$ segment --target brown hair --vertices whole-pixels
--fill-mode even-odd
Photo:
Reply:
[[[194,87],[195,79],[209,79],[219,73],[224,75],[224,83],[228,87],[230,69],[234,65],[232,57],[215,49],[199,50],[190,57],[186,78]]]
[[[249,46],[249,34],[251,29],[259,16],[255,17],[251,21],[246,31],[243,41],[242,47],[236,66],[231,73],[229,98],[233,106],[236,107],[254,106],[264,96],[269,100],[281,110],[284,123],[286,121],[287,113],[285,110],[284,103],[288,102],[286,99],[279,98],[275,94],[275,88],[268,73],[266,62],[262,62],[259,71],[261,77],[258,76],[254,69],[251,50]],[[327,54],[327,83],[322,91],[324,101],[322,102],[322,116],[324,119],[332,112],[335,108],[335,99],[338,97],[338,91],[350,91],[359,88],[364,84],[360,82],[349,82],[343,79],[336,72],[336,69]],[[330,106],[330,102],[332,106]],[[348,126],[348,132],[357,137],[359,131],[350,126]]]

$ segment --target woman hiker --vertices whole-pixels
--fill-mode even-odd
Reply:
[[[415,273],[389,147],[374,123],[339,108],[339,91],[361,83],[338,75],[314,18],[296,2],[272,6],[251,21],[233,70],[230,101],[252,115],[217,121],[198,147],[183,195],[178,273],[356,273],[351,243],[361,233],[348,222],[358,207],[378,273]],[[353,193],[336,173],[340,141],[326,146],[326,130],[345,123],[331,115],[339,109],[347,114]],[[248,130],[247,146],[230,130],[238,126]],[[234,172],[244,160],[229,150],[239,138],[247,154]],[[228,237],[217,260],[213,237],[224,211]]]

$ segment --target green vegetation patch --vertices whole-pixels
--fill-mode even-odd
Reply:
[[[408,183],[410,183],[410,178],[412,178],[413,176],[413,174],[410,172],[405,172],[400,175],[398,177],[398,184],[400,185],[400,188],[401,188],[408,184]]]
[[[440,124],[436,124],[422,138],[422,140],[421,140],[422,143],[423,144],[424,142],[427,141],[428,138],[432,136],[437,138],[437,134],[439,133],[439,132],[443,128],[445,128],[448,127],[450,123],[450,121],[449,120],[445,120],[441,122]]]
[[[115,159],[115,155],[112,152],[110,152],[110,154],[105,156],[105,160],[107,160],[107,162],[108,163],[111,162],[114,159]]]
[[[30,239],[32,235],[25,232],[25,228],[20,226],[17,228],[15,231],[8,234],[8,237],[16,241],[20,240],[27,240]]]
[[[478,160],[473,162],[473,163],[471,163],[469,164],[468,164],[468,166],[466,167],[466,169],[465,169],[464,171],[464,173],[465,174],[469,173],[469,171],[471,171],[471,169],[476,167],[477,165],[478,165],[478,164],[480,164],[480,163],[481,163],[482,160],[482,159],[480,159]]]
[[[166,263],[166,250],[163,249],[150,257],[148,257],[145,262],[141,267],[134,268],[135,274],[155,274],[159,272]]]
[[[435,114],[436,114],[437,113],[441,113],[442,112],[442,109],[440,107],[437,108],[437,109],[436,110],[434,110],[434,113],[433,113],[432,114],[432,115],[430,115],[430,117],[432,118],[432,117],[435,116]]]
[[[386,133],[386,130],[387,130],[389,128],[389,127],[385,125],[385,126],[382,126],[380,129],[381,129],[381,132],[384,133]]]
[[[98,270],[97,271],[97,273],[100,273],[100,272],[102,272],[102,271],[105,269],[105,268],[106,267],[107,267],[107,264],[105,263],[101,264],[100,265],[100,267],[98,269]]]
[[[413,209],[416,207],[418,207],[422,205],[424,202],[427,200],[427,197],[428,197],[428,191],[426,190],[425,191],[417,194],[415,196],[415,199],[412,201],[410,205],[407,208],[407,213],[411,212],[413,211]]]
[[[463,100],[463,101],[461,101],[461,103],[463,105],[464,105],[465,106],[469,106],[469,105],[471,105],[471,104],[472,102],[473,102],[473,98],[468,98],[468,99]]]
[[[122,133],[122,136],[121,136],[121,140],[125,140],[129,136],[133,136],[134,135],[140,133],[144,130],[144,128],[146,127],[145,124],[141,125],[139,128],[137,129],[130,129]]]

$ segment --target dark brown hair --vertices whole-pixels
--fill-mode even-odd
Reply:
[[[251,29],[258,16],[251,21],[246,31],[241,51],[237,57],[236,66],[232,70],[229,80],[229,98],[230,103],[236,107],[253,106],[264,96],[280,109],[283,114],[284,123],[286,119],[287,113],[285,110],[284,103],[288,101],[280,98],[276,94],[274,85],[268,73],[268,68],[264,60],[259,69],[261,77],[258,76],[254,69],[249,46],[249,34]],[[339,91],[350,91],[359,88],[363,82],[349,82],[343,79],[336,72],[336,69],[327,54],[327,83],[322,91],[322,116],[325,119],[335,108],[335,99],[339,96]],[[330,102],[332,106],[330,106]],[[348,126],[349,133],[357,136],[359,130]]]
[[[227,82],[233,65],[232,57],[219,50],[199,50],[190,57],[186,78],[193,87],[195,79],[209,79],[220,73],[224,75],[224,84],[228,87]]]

----

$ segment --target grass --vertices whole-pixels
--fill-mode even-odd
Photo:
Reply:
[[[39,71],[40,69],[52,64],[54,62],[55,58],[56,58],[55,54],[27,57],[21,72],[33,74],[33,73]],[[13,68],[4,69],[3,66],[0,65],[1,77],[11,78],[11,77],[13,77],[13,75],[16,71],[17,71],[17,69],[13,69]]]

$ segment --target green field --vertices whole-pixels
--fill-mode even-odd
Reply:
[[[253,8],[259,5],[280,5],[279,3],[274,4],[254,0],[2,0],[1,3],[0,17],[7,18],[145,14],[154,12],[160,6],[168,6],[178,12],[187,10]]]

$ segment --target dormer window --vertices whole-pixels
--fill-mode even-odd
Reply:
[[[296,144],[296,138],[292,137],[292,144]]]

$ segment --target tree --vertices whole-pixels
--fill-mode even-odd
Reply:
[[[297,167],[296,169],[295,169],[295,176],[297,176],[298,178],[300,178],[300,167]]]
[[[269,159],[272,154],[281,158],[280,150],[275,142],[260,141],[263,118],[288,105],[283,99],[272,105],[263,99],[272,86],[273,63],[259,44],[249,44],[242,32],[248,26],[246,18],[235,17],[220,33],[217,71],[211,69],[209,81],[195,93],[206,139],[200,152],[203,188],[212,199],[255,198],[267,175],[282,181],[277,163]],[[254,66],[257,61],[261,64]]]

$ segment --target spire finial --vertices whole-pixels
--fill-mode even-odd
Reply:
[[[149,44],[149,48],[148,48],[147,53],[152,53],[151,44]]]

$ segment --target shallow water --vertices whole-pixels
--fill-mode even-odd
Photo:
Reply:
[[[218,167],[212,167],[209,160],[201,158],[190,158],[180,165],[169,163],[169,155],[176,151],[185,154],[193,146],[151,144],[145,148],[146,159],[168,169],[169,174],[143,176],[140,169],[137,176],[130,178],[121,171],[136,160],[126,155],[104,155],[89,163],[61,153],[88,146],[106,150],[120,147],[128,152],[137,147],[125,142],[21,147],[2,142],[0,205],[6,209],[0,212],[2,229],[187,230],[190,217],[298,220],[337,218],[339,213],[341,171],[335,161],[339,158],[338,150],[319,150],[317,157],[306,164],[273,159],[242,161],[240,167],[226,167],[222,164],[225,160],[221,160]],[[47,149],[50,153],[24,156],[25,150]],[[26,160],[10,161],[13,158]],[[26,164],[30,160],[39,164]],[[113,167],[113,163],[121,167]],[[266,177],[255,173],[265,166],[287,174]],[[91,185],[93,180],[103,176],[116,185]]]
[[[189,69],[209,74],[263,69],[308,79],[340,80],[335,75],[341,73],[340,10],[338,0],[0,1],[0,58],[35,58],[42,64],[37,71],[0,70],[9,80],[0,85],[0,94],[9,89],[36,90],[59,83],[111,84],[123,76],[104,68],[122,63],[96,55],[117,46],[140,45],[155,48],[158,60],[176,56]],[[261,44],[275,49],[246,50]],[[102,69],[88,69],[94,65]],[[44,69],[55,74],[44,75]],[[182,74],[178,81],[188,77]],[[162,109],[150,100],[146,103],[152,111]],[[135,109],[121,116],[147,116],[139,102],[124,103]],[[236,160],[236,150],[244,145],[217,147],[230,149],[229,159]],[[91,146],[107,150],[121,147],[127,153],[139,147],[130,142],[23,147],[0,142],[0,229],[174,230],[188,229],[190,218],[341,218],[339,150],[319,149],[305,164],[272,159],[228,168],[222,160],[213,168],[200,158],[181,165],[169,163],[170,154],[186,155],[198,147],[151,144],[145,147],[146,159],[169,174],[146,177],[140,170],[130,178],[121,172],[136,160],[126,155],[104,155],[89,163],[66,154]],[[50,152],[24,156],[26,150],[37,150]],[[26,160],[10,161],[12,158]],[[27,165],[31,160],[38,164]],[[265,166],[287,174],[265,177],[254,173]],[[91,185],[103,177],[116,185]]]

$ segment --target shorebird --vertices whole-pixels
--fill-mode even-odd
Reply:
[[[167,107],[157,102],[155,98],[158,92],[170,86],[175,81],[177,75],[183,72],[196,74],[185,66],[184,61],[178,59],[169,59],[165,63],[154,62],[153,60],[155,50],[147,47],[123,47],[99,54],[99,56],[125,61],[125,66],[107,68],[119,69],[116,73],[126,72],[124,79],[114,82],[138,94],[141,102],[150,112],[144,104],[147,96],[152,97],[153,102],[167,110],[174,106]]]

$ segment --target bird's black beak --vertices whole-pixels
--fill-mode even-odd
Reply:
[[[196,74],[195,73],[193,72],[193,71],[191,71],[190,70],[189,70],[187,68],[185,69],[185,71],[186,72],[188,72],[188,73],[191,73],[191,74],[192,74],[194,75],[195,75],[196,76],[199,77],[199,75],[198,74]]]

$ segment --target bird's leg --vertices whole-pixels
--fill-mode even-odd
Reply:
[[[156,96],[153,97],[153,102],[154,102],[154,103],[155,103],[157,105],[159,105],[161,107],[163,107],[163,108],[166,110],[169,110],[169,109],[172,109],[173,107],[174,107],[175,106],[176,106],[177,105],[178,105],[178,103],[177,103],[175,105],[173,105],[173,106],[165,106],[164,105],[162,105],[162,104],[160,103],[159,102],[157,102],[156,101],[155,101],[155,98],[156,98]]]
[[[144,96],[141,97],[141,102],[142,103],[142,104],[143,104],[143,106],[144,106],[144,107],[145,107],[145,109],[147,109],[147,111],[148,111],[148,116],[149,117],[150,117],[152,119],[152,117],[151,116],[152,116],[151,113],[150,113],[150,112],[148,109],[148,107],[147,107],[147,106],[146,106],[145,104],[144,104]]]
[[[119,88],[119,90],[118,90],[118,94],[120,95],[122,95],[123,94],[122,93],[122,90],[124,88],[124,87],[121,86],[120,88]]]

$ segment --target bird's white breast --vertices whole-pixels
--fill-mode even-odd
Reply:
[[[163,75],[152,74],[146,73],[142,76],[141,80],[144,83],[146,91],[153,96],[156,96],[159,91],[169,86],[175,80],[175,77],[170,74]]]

----

**WHAT IS REQUIRED:**
Select every line of the entries that contains the string "green", treating uppercase and lowercase letters as different.

**FINISHED ANSWER:**
$ segment --target green vegetation patch --vertices whole-pixels
$ segment --target green field --vertices whole-pixels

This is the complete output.